As for synergies, synergy realisation is ambitious but plausible. The acquisition is targeting $200M annual run-rate cost synergies within three years. It is worth noting that the two companies already had an existing partnership, reducing integration risk considerably. Revenue synergies from cross-selling DRS and ATMaaS to each other’s customer bases represent credible upside, though are harder to quantify.


Risks and Uncertainties


This transaction is subject to standard M&A execution risks. Firstly, while the deal has been approved by both of the companies boards, regulatory approval is still required for completion. Delays in approval could result in increased costs and slower realization of synergies. Another risk Brink is taking on in this deal is its increase in leverage. This acquisition will result in Brink taking on $2.6 billion of NCR Atleos’ debt. The increase in debt will put more pressure on the company to realize expected cash flow increases from the acquisition. The increased debt also puts strain on the companies balance sheet, increasing difficulty of weathering market downturns. Another risk Brink faces is the integration of NCR Atleos’ systems into its own. The joint press release repeatedly mentions integrating NCRs ATM software into its own solutions. Failure to correctly integrate this software could result in the creation of information silos which could delay synergy capture and reduce expected return on investment. Lastly, there is a risk that Brinks business has more future potential than NCR Atleos’ ATM based business. As the world moves into digital and the use of ATMs decreases, the ROI on this deal from ATM based solutions could fall.

▶ **The request**: Write the next part of the NCR Atleos acquisition analysis above, starting right after its last sentence.

▶ **Given material**:
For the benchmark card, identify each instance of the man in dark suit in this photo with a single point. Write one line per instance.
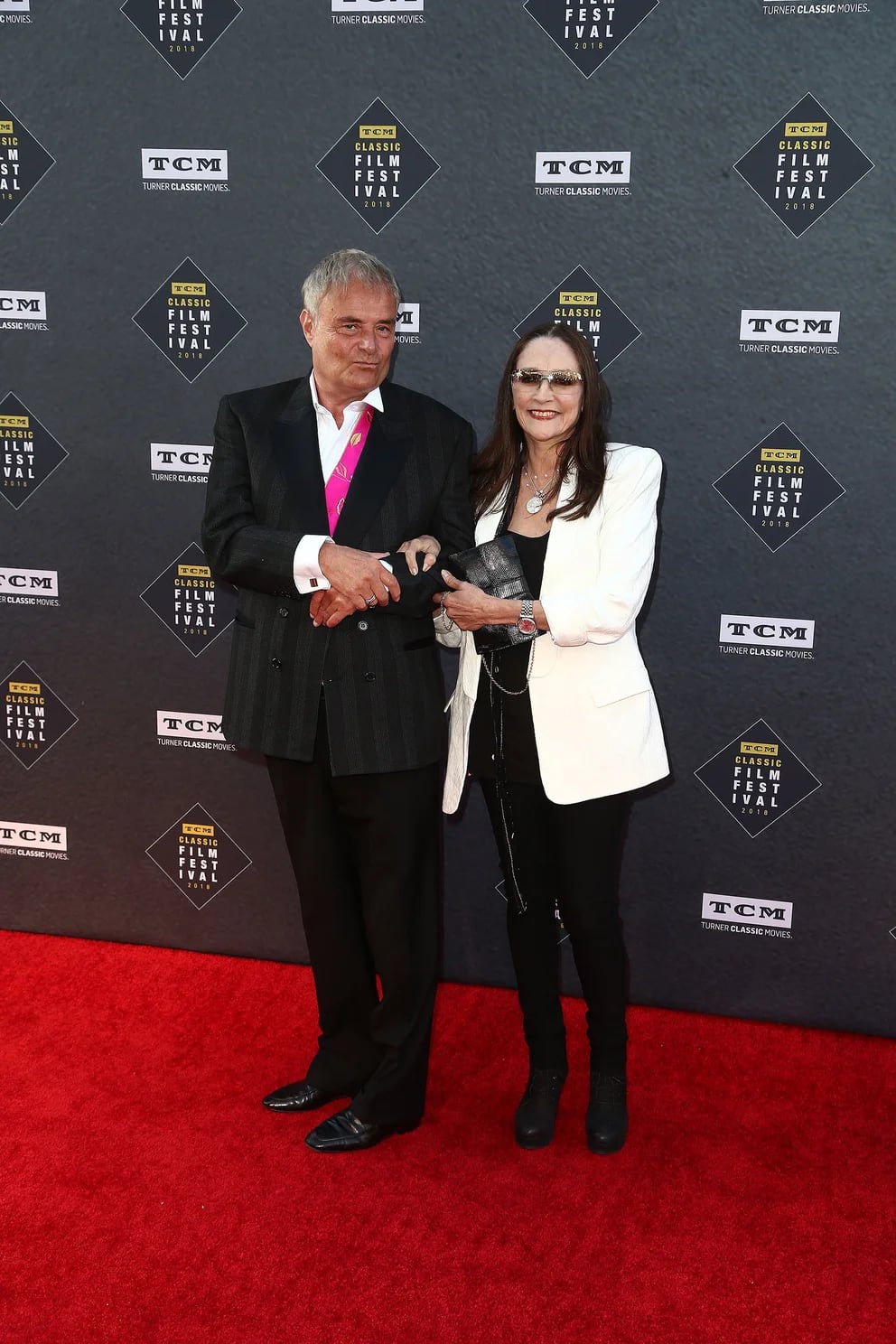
(335, 677)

▶ **Output below**:
By combining our organizations, we gain critical scale and complementary, integrated capabilities to drive our ambitious growth strategy and provide new levels of service to our global customer base.” – Mark Eubanks, President and Chief Executive Officer (Brink’s Company)

Together, we are creating a premier financial infrastructure company with the scale, technology and expertise to deliver integrated solutions that meet the evolving needs of financial institutions and retailers worldwide.” – (Brink’s CEO)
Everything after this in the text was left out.